**** EXCERPT TO READ ****

# Death Metal



## enocifer

I fucking love death, thrash, and black metal... and all the subgenres, fuck labels. Anybody with me? I only ever get a chance to play acoustic shit, so i play blues and folk w/metal influence.... anybody out there who gets this?


----------



## Matt Derrick

I fucking Love metal. I need to find some new bands to listen to tho


----------



## L Intrepid

Anyone listen to Dream Theater? They aren't exactly hardcore, not in the least, but they're prog metal albums are fucking awesome.


----------



## Matt Derrick

hmm, im pretty anti-prog and nu metal myself.


----------



## benjysirois

Matt Derrick said:


> hmm, im pretty anti-prog and nu metal myself.





enocifer said:


> I fucking love death, thrash, and black metal... and all the subgenres, fuck labels. Anybody with me? I only ever get a chance to play acoustic shit, so i play blues and folk w/metal influence.... anybody out there who gets this?



I love these guys. By far the most insane pit I was ever in.


----------



## enocifer

Personally I can't stand Dream Theater. I don't like power metal. I do like progressive death metal, like Opeth & Ihsahn. The black metal I like includes Belphagor, Behemoth, & Abigail Williams. For thrash, I dig Havok, old-school Metallica & Megadeth, Witchery (yeah, they got death vocals, but their instrumental is straight thrash), Max Cavalera-era Sepultura. Christian Death did a side project that was metal, you've probably heard them if you're into old-school goth at all. The Lover of Sin album is pretty sick, a female vocalist over black/thrash instrumental. Dark shit. And then there's Acid Bath, who are fucking amazing and only ever put out two albums, then their bassist died & they broke up, & Sammy (the guitarist) went to Goatwhore while Dax Riggs (the vocalist) continued to do his own solo thing, really bluesy goth stuff which is actually pretty good. But none of it comes close to what they accomplished with Acid Bath. My favorite metal video of all time is from Behemoth, though, a blackened death metal band:


----------



## dickindixie666

i listen to hank 3.... alot of the normal folk punk and shit people make fun of like emmure and suicide silence the typical deathcore shit


----------



## enocifer

There's some good deathcore. Suicide Silence is good, and I like Carnifex and Whitechapel. I don't know why it gets so much hate online.... I like hardcore, and I like death metal, so why can't I like deathcore? Admittedly there are some shitty bands, but that's true of every genre.


----------



## dickindixie666

yea it does get a lot of hate


----------



## enocifer

Fuck the hate. What sounds good, sounds good. That is my Goddamn analysis of all the fucking genres and subgenres for the evening. ::wtf::


----------



## enocifer

benjysirois said:


> I love these guys. By far the most insane pit I was ever in.





I fuckin' like it.

****

- _TASKS TO CARRY OUT_
A: Translate this sentence from the death metal thread into Spanish: "I do like progressive death metal, like Opeth & Ihsahn."
B: Transcribe the part of the death metal thread that opens with the words containing "I fucking Love metal." and closes with "are fucking awesome.".
The data after the death metal thread comes from an unrelated source.

**** DATA LINES ****

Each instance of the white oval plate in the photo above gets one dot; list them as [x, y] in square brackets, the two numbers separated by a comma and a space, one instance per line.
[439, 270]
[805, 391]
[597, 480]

****

- _RESPONSES FOR EACH TASK_
A: Sí me gusta el death metal progresivo, como Opeth e Ihsahn.

B:
I fucking Love metal. I need to find some new bands to listen to tho


----------



## L Intrepid

Anyone listen to Dream Theater? They aren't exactly hardcore, not in the least, but they're prog metal albums are fucking awesome.